EXTRACT:
::::::::
It should be noted that the results based on sieved and mixed soils may not better reflect the soil aggregate variation under FTCs compared to those based on undisturbed soils. Considering the high heterogeneity feature of soil, we used disturbed soil samples to provide a uniform start point to evaluate the aggregate stability variation caused by FTCs. But due to the homogenization of soils, it changed the soil structure that might be significantly different to the field conditions. Future researches should be conducted in the field to further evaluate the variations of soil aggregate variations during winter-spring season in seasonal freeze-thaw areas.

5 Conclusions

Global climatic warming is affecting the freezing and thawing of soil, which will substantially alter soil structure under different types of vegetation restoration in areas with seasonal freezing and thawing. We found that increased initial SMC significantly increased aggregate stability by binding soil particles and that FTCs disrupted soil aggregates, which increased with SMC. The effects of particle bonding were larger than the disruptive effects, so aggregate stability increased with increasing SMC. The structure of the natural grassland soil was less sensitive to FTCs than the structure of the Chinese pine forest soil. The results from this study indicated that natural succession grassland may be more suitable than Chinese pine forest for vegetation restoration in areas with seasonal freezing and thawing and that higher initial SMCs might increase aggregate stability under conditions of global warming in the future.
::::::::
YOUR TASKS:
1. Answer the following questions using the soil extract above.
(a) According to the extract, why were disturbed soil samples used?
(b) Which soil structure does the extract describe as less sensitive to FTCs?
(c) According to the extract, why did aggregate stability increase with increasing SMC?
2. Transcribe the stretch of the soil extract from "It should be" through "seasonal freeze-thaw areas.".

DATA PROVIDED:
::::::::
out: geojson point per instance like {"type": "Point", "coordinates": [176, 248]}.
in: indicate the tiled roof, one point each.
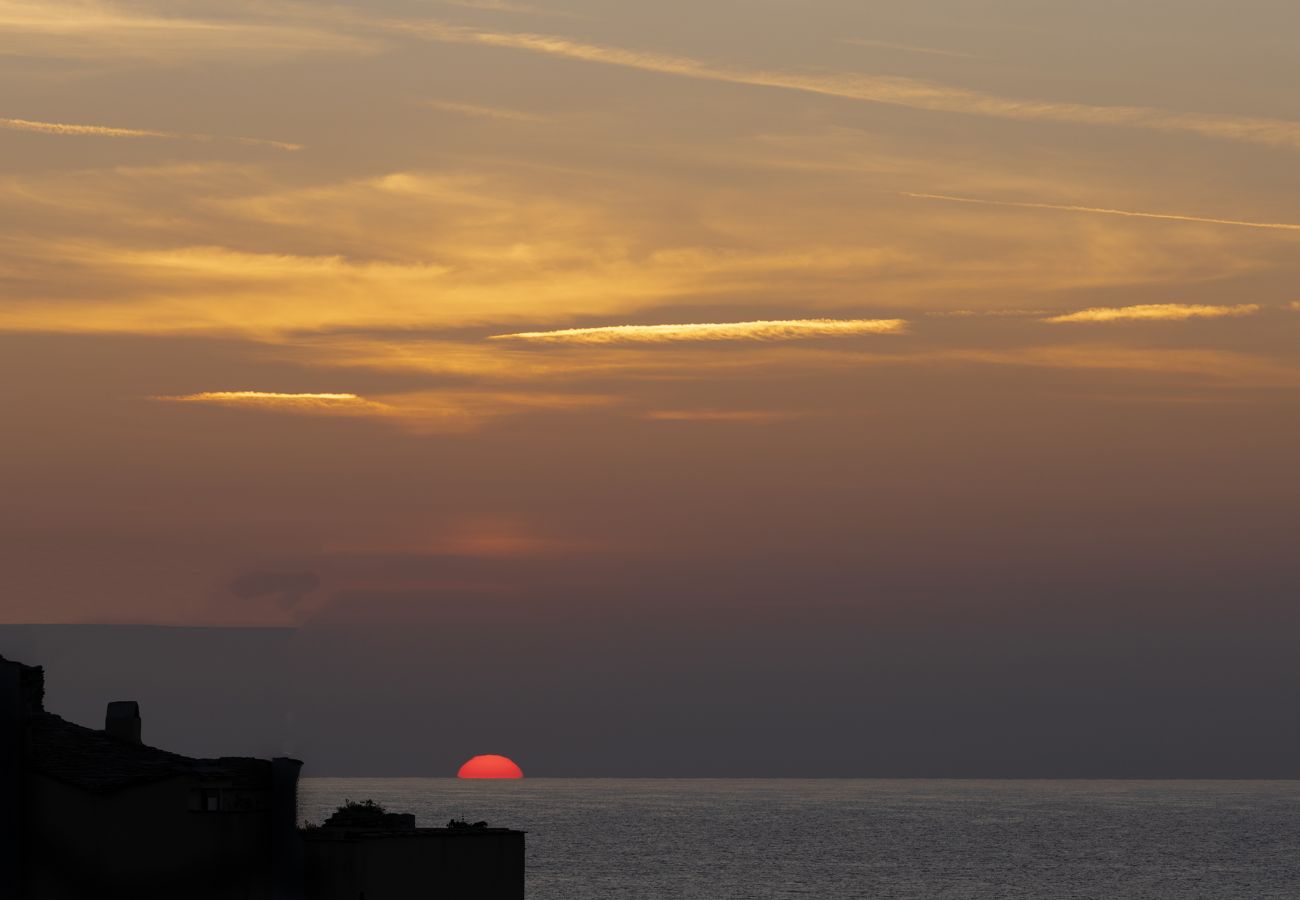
{"type": "Point", "coordinates": [94, 761]}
::::::::
SET OF ANSWERS:
1.
(a) Disturbed samples provided a uniform starting point for evaluating the aggregate stability variation caused by FTCs.
(b) The structure of the natural grassland soil.
(c) The effects of particle bonding were larger than the disruptive effects.

2.
It should be noted that the results based on sieved and mixed soils may not better reflect the soil aggregate variation under FTCs compared to those based on undisturbed soils. Considering the high heterogeneity feature of soil, we used disturbed soil samples to provide a uniform start point to evaluate the aggregate stability variation caused by FTCs. But due to the homogenization of soils, it changed the soil structure that might be significantly different to the field conditions. Future researches should be conducted in the field to further evaluate the variations of soil aggregate variations during winter-spring season in seasonal freeze-thaw areas.